EXERCISE INSTRUCTIONS: List all lines in the material below that contain "cross".

DATA:
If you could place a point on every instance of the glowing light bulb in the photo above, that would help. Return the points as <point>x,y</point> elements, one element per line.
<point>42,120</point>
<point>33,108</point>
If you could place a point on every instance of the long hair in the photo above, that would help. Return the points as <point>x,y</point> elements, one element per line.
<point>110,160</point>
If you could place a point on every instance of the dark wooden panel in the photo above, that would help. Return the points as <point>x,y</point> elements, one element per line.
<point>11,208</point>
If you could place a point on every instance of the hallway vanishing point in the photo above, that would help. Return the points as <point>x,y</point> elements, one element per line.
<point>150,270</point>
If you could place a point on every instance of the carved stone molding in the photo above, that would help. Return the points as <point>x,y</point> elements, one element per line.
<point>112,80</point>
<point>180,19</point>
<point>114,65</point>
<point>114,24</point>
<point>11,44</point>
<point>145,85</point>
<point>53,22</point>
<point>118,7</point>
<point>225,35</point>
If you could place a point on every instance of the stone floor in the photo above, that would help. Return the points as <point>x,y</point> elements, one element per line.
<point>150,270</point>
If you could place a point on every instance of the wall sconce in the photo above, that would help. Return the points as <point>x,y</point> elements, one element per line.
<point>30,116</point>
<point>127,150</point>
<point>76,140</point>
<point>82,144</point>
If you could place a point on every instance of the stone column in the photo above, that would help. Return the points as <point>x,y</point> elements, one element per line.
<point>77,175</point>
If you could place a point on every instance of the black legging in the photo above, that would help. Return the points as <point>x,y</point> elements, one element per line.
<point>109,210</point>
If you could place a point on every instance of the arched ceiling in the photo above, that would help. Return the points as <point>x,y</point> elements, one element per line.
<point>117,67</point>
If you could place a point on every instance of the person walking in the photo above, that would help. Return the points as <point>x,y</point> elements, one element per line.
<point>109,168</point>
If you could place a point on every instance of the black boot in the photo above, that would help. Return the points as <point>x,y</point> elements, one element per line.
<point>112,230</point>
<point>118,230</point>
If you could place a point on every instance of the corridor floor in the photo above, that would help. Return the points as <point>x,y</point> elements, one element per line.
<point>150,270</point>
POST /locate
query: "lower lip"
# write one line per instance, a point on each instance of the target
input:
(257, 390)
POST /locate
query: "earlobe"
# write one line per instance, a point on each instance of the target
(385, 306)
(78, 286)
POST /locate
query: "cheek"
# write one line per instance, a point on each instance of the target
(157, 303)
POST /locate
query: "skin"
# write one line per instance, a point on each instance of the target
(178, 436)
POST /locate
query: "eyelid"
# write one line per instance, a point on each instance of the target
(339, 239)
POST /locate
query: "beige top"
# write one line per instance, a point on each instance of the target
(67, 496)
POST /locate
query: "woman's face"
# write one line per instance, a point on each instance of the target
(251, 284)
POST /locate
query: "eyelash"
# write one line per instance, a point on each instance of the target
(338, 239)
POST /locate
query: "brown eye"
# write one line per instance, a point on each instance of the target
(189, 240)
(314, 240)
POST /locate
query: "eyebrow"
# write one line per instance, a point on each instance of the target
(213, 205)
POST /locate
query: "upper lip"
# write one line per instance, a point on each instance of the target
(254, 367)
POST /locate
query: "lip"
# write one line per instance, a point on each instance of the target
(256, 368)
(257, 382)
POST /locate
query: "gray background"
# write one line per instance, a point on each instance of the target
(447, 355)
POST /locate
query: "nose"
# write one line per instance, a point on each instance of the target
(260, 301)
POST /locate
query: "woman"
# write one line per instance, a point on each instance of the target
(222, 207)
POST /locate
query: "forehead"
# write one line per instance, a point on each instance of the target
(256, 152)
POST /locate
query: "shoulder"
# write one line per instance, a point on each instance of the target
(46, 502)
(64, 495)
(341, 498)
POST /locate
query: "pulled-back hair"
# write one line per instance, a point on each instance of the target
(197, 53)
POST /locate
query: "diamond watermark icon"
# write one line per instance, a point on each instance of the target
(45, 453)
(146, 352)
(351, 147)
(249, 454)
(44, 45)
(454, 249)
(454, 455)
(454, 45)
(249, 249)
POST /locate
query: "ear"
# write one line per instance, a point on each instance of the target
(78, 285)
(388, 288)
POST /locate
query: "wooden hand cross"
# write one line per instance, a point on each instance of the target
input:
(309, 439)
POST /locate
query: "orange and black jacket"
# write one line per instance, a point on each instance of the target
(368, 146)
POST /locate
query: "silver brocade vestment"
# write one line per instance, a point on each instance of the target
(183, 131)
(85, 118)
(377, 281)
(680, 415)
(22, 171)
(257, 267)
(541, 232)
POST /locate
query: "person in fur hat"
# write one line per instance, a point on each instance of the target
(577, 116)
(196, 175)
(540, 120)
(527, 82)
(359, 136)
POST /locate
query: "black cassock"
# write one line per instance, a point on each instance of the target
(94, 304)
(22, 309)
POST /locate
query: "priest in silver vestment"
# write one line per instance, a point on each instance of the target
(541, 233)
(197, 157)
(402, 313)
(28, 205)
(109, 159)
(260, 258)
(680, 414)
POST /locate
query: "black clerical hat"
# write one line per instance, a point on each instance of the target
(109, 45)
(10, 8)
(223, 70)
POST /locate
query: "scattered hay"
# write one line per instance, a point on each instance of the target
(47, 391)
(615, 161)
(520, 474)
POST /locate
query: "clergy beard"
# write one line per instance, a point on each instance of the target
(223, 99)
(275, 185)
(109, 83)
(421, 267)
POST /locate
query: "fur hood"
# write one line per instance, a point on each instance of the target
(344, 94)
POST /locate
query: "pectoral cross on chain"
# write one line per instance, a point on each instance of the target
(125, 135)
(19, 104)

TASK SOLUTION:
query: "wooden hand cross"
query: "pectoral cross on chain"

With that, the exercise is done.